*** Opening of DATA EXCERPTS ***

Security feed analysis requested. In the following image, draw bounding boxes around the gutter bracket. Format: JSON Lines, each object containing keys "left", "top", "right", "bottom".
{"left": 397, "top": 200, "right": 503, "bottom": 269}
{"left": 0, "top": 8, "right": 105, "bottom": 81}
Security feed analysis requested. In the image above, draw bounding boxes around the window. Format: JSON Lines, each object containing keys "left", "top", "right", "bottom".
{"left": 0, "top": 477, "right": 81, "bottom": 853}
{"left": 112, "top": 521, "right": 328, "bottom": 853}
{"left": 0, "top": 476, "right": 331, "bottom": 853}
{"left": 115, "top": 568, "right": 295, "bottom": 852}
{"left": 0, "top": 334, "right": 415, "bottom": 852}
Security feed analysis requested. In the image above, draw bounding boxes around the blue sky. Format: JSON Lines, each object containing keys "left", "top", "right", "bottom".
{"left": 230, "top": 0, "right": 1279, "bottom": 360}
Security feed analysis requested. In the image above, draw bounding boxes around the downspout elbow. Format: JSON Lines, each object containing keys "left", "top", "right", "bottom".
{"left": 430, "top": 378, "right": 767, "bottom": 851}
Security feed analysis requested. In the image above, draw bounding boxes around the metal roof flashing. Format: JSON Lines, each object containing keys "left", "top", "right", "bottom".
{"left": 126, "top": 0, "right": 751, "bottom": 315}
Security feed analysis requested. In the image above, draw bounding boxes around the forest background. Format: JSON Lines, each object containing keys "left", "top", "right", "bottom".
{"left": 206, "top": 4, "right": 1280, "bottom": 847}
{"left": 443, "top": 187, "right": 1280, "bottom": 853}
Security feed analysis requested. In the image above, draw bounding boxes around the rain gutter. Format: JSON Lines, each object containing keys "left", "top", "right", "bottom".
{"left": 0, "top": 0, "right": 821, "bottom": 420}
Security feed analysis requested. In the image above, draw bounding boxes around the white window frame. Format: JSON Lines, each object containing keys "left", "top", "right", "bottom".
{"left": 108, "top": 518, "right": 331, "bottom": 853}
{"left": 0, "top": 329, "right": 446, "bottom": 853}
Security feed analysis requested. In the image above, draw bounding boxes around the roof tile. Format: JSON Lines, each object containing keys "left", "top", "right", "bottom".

*** Close of DATA EXCERPTS ***

* PROBLEM TO WORK ON: From the line containing "around the rain" down to the last line of the records, transcribe every line exactly and add nothing else.

* SOLUTION TO THIS TASK:
Security feed analysis requested. In the image above, draw bounding boxes around the rain gutter. Format: JSON Lines, each object containing keys "left", "top", "right", "bottom".
{"left": 0, "top": 0, "right": 821, "bottom": 420}
Security feed analysis requested. In the image above, draw bounding boxes around the white window frame. Format: JSON Lines, each object containing keys "left", "top", "right", "bottom".
{"left": 108, "top": 518, "right": 331, "bottom": 853}
{"left": 0, "top": 329, "right": 446, "bottom": 853}
Security feed analysis requested. In the image above, draw bounding boxes around the roof tile. Format: JSON Lines, each object containing keys "left", "top", "right", "bottom".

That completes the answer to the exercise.